Velodyne LiDAR's Solid-State Hybrid Ultra Puck™

Velodyne LiDAR announced today that Frost & Sullivan, the prestigious global research and consulting organization, has released a groundbreaking white paper on autonomous vehicle technology, praising Velodyne for both its pioneering role in developing the technology and its current status as provider of the dominant sensors on the market.

The 31-page white paper, “LiDAR: Driving the Future of Autonomous Navigation – Analysis of LiDAR Technology for Advanced Safety,” recaps the technology’s history, assesses its current status and forecasts its short-term prospects.

The report addresses how light detection and ranging (LiDAR) technology will affect Advanced Driver Assistance Systems and advances the concept of “autonomous driving intelligence.” Examining the roadmap for LiDAR sensor technology, Frost & Sullivan suggests LiDAR stands to capture a large market share of automotive sensor technology: “LiDAR is poised to penetrate the market in 2016 as the lead technology in automotive safety and autonomous systems... and substantially increase vehicle safety across the industry.”

Noting that driver, passenger and pedestrian safety and its improvement has become “as important as engine performance and fuel economy,” Frost & Sullivan predicts that “planned mass production to meet the growing demand of autonomous navigation and advanced safety” will trigger “further dramatic cost reductions” in 2016-2017.

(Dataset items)
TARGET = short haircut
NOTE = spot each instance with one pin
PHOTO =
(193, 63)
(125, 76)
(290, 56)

---

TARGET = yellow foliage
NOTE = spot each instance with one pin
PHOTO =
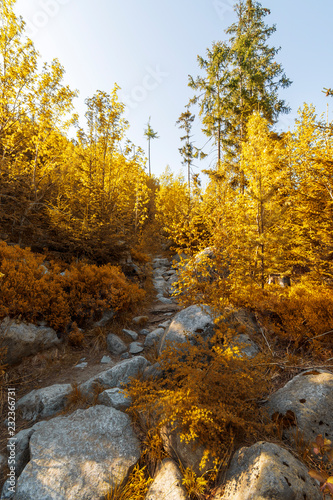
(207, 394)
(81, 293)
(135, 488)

...

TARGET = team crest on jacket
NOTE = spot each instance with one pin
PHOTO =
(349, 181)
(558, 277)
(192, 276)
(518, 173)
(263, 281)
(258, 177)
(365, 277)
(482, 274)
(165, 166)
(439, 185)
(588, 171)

## Written problem:
Write what comes next in the Velodyne LiDAR text, starting right after its last sentence. The dataset lines are separate from the Velodyne LiDAR text.

## Exercise response:
“Solid-State Hybrid LiDAR (SH LiDAR) technology has matured from an extremely costly technology” and large form-factor “to be commercialized in 2015-2016 and radically change the way we move about in the world,” the report notes. Citing a 2015 article in Automotive Engineering (http://articles.sae.org/13899/ frost.com), “the difference between a 64-beam LiDAR, and a $150 single-beam unit, underscores an important point: not all LiDAR is created equal.”

“The more advanced the automated driving features are, the greater the requirement for both data quantity and data quality,” Frost & Sullivan writes. “Carmakers have been testing analyzing SH LiDAR technology to address NHTSA safety levels 1, 2, 3 and 4 simultaneously. The technology has been developing over the past ten years and has reached a state of technical and product maturity. The conversation within the consumer automotive market will likely shift from exclusively about autonomy to the safety it can provide. As the cost of the SH shrinks, car companies will likely offer cars with autonomous technology primarily used as safety back-up systems.”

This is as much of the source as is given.